▶ _Directive_: Turn the listing below into a Markdown table with two columns, Row and Line. Start at its first line and end at the line containing "[(936, 252), (936, 244)]", giving each non-blank line its own numbered row.

▶ _Given records_:
[Start]
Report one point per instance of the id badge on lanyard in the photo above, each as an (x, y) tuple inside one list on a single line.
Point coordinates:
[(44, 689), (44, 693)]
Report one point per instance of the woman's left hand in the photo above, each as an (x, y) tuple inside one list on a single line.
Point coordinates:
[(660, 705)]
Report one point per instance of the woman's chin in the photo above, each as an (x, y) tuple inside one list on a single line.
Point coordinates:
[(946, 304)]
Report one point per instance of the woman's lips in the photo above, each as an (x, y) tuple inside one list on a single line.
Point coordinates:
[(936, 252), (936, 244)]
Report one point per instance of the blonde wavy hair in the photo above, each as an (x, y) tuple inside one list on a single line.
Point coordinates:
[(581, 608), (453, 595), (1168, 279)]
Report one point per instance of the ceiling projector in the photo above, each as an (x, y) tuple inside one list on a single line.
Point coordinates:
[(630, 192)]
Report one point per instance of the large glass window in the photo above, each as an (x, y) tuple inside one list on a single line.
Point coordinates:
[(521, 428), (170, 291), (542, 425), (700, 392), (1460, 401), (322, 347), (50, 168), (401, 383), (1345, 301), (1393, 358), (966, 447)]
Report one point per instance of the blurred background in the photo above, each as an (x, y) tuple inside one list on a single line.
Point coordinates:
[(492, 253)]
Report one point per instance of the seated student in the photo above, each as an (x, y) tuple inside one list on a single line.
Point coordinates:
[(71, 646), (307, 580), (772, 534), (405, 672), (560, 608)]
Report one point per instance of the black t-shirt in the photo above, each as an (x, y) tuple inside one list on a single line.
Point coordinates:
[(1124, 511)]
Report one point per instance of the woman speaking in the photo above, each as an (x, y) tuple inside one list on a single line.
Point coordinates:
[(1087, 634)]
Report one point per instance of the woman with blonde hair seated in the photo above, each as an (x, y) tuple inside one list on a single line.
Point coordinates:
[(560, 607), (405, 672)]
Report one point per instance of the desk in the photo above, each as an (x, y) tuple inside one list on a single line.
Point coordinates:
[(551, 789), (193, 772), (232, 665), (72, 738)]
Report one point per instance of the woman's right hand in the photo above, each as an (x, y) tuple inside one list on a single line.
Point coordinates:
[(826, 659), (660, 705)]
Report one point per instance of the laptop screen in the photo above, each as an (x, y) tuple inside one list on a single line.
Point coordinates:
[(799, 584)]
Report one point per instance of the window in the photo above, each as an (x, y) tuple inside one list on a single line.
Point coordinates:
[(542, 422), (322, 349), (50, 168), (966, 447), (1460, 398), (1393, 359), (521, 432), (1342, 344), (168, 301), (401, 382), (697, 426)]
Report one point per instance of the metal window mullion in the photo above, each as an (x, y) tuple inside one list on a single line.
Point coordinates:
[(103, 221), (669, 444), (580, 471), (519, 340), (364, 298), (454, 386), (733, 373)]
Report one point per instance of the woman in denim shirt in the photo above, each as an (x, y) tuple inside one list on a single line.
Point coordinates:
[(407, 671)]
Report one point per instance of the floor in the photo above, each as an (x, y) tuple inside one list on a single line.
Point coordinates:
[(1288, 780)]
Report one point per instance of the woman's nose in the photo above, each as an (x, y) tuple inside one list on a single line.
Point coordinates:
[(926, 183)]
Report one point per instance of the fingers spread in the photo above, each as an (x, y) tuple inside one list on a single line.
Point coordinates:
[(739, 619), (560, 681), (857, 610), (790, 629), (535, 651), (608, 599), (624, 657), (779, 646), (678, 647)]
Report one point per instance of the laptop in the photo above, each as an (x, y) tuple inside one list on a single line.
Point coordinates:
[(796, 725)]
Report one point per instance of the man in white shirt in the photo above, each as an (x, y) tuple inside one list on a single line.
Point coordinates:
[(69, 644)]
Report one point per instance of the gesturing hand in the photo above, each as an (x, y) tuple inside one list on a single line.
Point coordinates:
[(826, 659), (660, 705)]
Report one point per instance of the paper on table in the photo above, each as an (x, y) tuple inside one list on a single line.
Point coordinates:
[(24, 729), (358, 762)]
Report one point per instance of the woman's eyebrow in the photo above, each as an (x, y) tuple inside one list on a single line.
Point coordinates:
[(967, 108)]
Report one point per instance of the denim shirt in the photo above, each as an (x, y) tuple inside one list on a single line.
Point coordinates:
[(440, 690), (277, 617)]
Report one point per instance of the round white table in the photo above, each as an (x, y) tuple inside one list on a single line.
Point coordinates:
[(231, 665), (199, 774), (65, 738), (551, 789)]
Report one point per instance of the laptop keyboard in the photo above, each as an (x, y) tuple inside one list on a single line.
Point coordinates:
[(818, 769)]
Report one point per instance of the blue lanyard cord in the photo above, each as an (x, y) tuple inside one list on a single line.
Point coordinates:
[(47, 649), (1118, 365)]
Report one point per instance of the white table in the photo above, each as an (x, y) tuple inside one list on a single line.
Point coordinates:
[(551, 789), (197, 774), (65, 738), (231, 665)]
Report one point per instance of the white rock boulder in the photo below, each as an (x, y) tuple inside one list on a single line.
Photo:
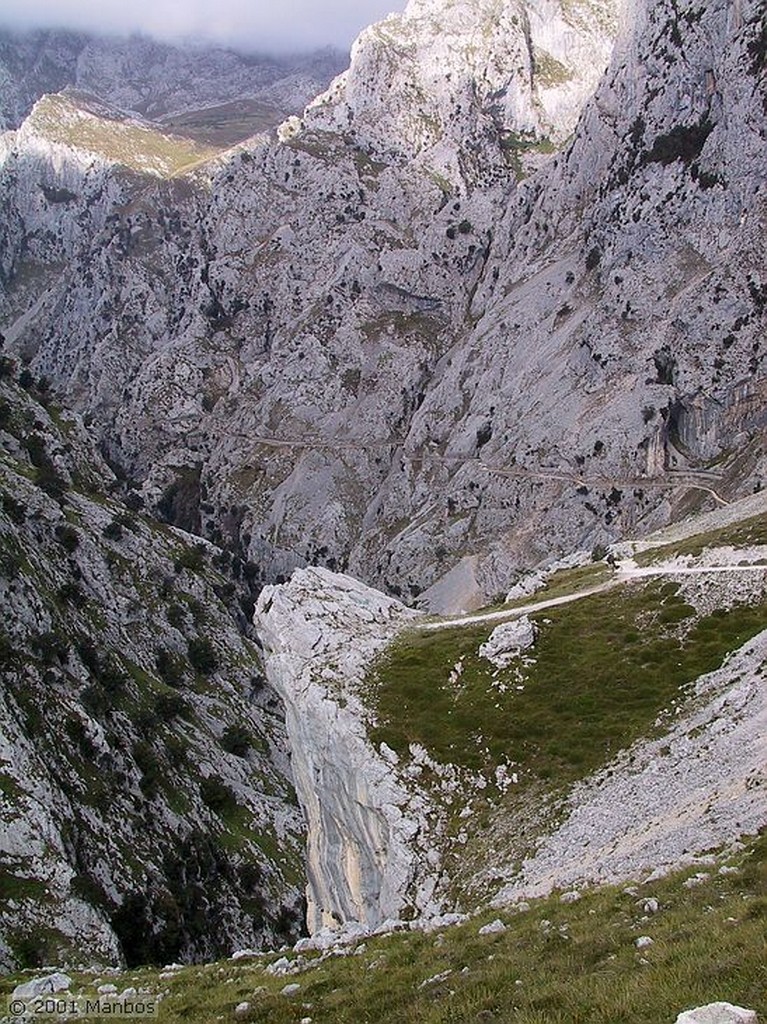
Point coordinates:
[End]
▶ _Exercise result_:
| Row | Line |
|---|---|
| 1 | Report one point per instance of the id badge on lanyard in the photo above, each as an (x, y) tuple inside one list on a single line. |
| 2 | Point coordinates: |
| 3 | [(44, 689), (44, 693)] |
| 4 | Report one point per instance of the woman's left hand in the photo above, each as an (x, y) tuple inside one list on a single line. |
| 5 | Point coordinates: |
| 6 | [(660, 705)] |
| 7 | Report one point per instance of the woman's chin in the photo above, each as an (x, y) tuple inside one list on a single line. |
| 8 | Point coordinates: |
| 9 | [(946, 304)] |
| 10 | Report one point per instance of the woman's lips in the photo above, each as an (x, y) tuple inside one list on a single line. |
| 11 | Point coordinates: |
| 12 | [(936, 252), (936, 244)] |